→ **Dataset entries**
· · · · ·

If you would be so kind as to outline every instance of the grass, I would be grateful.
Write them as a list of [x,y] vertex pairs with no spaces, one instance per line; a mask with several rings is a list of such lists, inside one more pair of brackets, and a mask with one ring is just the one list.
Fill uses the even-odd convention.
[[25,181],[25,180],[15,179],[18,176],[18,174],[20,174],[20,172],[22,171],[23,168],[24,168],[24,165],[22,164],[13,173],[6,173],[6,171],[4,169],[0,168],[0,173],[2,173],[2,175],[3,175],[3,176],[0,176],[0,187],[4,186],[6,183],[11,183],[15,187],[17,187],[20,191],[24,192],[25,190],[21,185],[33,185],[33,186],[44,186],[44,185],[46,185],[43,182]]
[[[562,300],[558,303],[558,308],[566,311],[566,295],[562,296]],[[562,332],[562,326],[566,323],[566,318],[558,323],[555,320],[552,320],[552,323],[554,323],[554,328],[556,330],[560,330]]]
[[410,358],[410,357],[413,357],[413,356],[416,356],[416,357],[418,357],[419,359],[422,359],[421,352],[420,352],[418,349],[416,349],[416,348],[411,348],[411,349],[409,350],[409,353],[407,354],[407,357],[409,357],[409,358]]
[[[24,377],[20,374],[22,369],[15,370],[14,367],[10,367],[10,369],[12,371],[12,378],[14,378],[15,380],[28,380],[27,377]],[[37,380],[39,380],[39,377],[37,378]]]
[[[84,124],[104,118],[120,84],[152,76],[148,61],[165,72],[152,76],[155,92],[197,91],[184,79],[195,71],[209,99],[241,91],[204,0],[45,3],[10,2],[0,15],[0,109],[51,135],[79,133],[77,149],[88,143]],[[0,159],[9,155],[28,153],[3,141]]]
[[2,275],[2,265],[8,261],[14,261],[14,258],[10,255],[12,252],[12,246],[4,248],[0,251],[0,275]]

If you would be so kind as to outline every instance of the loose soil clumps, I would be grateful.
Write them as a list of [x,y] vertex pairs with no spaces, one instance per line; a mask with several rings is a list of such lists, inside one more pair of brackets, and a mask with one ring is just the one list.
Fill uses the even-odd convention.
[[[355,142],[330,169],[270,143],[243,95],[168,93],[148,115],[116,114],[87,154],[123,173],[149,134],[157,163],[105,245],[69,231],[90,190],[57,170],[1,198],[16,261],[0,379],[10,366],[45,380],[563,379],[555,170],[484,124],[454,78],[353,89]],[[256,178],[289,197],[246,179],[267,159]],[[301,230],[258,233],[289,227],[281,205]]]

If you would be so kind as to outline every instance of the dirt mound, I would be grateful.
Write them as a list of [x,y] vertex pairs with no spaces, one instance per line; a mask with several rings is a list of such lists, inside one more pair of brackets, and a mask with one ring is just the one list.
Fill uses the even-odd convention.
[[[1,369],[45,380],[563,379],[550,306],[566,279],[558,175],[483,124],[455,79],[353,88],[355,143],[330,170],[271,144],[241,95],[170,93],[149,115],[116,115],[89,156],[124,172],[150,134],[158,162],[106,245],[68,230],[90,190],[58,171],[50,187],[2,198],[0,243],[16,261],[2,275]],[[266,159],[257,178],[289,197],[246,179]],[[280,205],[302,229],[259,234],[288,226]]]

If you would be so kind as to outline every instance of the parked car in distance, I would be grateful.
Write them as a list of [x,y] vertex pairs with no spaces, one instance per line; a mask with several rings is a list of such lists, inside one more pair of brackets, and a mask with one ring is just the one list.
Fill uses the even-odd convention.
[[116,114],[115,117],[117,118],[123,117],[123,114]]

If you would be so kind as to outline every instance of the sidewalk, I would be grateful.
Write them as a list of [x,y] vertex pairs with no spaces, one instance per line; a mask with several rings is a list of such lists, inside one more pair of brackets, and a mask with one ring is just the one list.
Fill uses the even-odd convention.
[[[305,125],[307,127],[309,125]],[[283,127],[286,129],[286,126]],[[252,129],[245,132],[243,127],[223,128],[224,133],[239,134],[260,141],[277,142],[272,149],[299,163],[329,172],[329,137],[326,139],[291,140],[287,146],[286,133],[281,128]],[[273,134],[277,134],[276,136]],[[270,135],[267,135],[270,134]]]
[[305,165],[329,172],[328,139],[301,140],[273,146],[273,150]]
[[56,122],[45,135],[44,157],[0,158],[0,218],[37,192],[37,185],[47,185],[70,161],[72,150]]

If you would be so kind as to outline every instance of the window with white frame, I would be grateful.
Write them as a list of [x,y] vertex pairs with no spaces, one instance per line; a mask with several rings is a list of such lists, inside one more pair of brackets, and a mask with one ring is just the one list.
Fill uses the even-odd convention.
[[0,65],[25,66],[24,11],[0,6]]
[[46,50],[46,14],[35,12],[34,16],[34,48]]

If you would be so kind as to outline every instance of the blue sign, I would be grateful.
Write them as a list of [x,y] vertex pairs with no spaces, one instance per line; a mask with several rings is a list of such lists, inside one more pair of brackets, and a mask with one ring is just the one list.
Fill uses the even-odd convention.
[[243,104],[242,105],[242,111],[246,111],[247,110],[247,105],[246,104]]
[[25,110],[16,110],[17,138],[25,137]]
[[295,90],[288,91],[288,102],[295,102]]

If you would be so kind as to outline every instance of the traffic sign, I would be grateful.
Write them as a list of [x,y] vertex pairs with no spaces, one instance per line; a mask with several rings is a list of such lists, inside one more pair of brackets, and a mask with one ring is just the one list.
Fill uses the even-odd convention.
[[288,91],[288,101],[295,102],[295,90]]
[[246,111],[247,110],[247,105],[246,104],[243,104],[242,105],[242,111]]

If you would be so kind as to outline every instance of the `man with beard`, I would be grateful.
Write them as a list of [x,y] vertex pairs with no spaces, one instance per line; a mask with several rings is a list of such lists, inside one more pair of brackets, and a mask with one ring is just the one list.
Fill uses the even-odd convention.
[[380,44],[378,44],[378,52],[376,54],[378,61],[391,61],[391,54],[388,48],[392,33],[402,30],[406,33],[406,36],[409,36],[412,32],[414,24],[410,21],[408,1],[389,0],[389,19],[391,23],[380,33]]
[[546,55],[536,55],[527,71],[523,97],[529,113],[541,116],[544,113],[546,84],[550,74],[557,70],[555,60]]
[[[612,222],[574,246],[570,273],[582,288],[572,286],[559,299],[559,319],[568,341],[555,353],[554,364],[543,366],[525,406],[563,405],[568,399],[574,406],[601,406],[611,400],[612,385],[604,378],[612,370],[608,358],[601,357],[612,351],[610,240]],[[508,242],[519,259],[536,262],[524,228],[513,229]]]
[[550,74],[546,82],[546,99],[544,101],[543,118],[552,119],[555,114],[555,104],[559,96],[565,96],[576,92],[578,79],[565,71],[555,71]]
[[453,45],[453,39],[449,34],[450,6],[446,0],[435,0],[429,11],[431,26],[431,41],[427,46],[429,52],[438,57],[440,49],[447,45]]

· · · · ·

→ **ACTIVITY**
Above are some records; repeat all of them exactly.

→ **TASK SOLUTION**
If you would be so kind as to outline every instance of the grass, I would be grateful.
Write them as a list of [x,y] vertex pairs with no spaces, one instance per line; a mask with several rings is a list of such lists, inside one more pair of brackets, and a mask with one ring is just the one list.
Fill uses the even-odd convention.
[[25,181],[25,180],[15,179],[18,176],[18,174],[20,174],[20,172],[22,171],[23,168],[24,168],[24,165],[22,164],[13,173],[6,173],[6,171],[4,169],[0,168],[0,173],[2,173],[2,175],[3,175],[3,176],[0,176],[0,187],[4,186],[6,183],[11,183],[15,187],[17,187],[20,191],[24,192],[25,190],[21,185],[33,185],[33,186],[44,186],[44,185],[46,185],[43,182]]
[[[562,300],[558,303],[558,308],[566,311],[566,295],[562,296]],[[562,332],[562,326],[566,323],[566,318],[558,323],[555,320],[552,320],[552,323],[554,323],[554,328],[556,330],[560,330]]]
[[410,358],[410,357],[413,357],[413,356],[416,356],[416,357],[418,357],[419,359],[422,359],[421,352],[420,352],[418,349],[416,349],[416,348],[411,348],[411,349],[409,350],[409,353],[407,354],[407,357],[409,357],[409,358]]
[[[24,377],[20,374],[22,369],[15,370],[14,367],[10,367],[10,369],[12,371],[12,378],[14,378],[15,380],[28,380],[27,377]],[[37,380],[39,380],[39,377],[37,378]]]
[[[84,124],[104,118],[120,84],[152,76],[148,61],[165,72],[152,76],[155,92],[197,91],[184,79],[195,71],[209,99],[241,91],[204,0],[45,3],[10,2],[0,15],[0,109],[51,135],[79,133],[77,149],[88,143]],[[0,159],[9,155],[28,153],[3,141]]]
[[2,275],[2,265],[8,261],[14,261],[14,258],[10,255],[12,252],[12,246],[4,248],[0,251],[0,275]]

If you would be so kind as to outline every instance of the loose soil clumps, I would be grateful.
Write them as a list of [x,y] vertex pairs with no spaces, one instance per line; a mask with several rings is a list of such lists, inside one more pair of brackets, and a mask with one ring is just the one list.
Fill uses the even-odd convention.
[[[355,142],[330,169],[270,143],[243,95],[168,93],[148,115],[116,114],[87,154],[123,173],[149,134],[157,163],[105,245],[69,231],[90,190],[57,170],[1,198],[16,261],[0,379],[10,366],[45,380],[563,379],[555,170],[484,124],[454,78],[353,89]],[[256,178],[289,197],[246,179],[267,159]],[[301,230],[258,233],[289,227],[281,205]]]

If you would be so kind as to outline every instance of the dirt mound, I would be grateful.
Write them as a list of [x,y] vertex pairs with no spaces, one instance per line; a mask with several rings is a list of such lists, inside one more pair of brackets, and a mask with one ring is just the one list.
Fill uses the even-odd convention.
[[[1,369],[45,380],[563,379],[550,306],[566,279],[558,175],[483,124],[455,79],[353,88],[355,143],[330,170],[271,144],[241,95],[170,93],[149,115],[116,115],[89,156],[124,172],[150,134],[158,162],[106,245],[68,230],[90,190],[58,171],[50,187],[2,198],[0,243],[16,261],[2,275]],[[266,159],[257,178],[289,197],[246,179]],[[280,205],[302,229],[259,234],[288,226]]]

If you would be so kind as to outline every instance of the parked car in distance, I would be grateful.
Write them as a list of [x,y] vertex pairs with no spaces, one instance per line; a mask with several rings is a list of such lists, inside one more pair of brackets, and a mask with one ring is just the one list.
Fill uses the even-odd convention.
[[116,114],[115,117],[117,118],[123,117],[123,114]]

If you would be so kind as to outline every instance of the sidewalk, I would be grateful.
Write them as a list of [x,y] vertex pairs with no spaces, one instance per line; a mask with several rings is a list of such lists, inside one more pair of brackets, and a mask with one ring is just the one list.
Fill uses the even-odd convention.
[[[305,125],[307,127],[309,125]],[[283,127],[286,129],[286,126]],[[252,129],[245,132],[243,127],[223,128],[224,133],[239,134],[260,141],[277,142],[272,149],[299,163],[329,172],[329,137],[326,139],[291,140],[287,146],[286,133],[281,128]],[[273,134],[277,134],[276,136]],[[270,135],[267,135],[270,134]]]
[[305,165],[329,172],[328,139],[301,140],[273,146],[273,150]]
[[56,122],[45,135],[44,157],[0,158],[0,218],[37,192],[37,185],[47,185],[70,161],[72,150]]

If you would be so kind as to outline every instance of the window with white frame, I would be grateful.
Write them as a list of [x,y] vertex pairs with no spaces, one instance per line; a mask with several rings is a list of such lists, inside one more pair of brackets, and a mask with one ring is just the one list.
Fill uses the even-odd convention.
[[0,65],[25,66],[24,11],[0,6]]
[[46,50],[46,14],[35,12],[34,16],[34,48]]

If you would be so kind as to outline every instance of the blue sign, I would be grateful.
Write them as a list of [x,y] vertex pairs with no spaces, one instance per line; a mask with several rings is a list of such lists, inside one more pair of brackets, and a mask with one ring is just the one list.
Fill uses the even-odd convention.
[[243,104],[242,105],[242,111],[246,111],[247,110],[247,105],[246,104]]
[[25,110],[16,110],[17,138],[25,137]]
[[295,90],[288,91],[288,102],[295,102]]

If you would be so kind as to outline every instance of the traffic sign, I would be grateful.
Write them as a list of [x,y] vertex pairs with no spaces, one instance per line; a mask with several rings is a list of such lists, inside one more pair of brackets, and a mask with one ring is just the one list.
Fill uses the even-odd convention.
[[288,91],[288,101],[295,102],[295,90]]
[[246,111],[247,110],[247,105],[246,104],[243,104],[242,105],[242,111]]

If you would be so kind as to outline every instance of the `man with beard`, I would be grateful.
Write them as a list of [x,y] vertex pairs with no spaces, one instance per line; a mask with several rings is a list of such lists, inside one more pair of brackets, and a mask with one ring is just the one list.
Fill uses the even-odd convention.
[[380,44],[378,44],[378,52],[376,54],[378,61],[391,61],[391,54],[388,48],[392,33],[402,30],[406,33],[406,36],[409,36],[412,32],[414,24],[410,21],[408,1],[389,0],[389,19],[391,23],[380,33]]
[[546,55],[536,55],[527,71],[523,97],[529,113],[541,116],[544,113],[546,84],[550,74],[557,70],[555,60]]
[[[612,222],[574,246],[570,273],[582,288],[572,286],[559,299],[559,319],[568,341],[555,353],[554,364],[543,366],[525,406],[563,405],[568,399],[574,406],[601,406],[611,400],[612,385],[604,378],[612,370],[608,358],[601,357],[612,351],[610,240]],[[508,242],[519,259],[536,262],[524,228],[513,229]]]
[[550,74],[546,82],[546,99],[544,101],[543,118],[552,119],[555,114],[555,104],[559,96],[565,96],[576,92],[578,79],[565,71],[555,71]]
[[453,45],[453,39],[449,34],[450,6],[446,0],[435,0],[429,11],[431,26],[431,41],[427,46],[429,52],[438,57],[440,49],[447,45]]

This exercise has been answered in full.